_WHAT THE EXERCISE ASKS_
Can you repeat the material below with every "keypoint" switched to "marker" and nothing else changed?

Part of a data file
::::::
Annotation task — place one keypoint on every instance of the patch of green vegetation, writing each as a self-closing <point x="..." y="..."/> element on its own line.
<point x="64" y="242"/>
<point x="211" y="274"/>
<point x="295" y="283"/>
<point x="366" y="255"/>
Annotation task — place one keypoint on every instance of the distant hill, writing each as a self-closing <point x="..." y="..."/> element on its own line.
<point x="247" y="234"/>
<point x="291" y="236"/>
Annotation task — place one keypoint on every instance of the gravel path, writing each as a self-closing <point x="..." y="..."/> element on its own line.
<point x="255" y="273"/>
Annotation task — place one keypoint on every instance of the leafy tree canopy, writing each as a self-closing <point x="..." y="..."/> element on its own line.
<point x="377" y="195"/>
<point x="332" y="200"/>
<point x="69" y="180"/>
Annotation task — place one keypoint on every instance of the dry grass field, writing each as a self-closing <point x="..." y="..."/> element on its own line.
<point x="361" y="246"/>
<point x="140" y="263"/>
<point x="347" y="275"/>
::::::
_ANSWER TO THIS TASK_
Annotation task — place one marker on every instance of the patch of green vegetation, writing each as a self-closing <point x="..." y="..."/> element on its own line.
<point x="64" y="242"/>
<point x="211" y="274"/>
<point x="295" y="283"/>
<point x="366" y="255"/>
Annotation task — place one marker on every instance of the distant hill, writing each as a self-closing <point x="..." y="..."/> element on its own line.
<point x="247" y="234"/>
<point x="291" y="236"/>
Annotation task — place one marker on every instance of the gravel path, writing each as a self-closing <point x="..." y="..."/> element on its own line.
<point x="255" y="273"/>
Annotation task — place one marker on every instance of the leafy tree canopy, writing each as a self-closing <point x="..." y="..."/> element on its own line.
<point x="377" y="195"/>
<point x="332" y="200"/>
<point x="69" y="180"/>
Annotation task — place one marker on every instance of the dry grass field, writing each as a self-closing <point x="..." y="..."/> element on its own line.
<point x="361" y="246"/>
<point x="140" y="263"/>
<point x="347" y="275"/>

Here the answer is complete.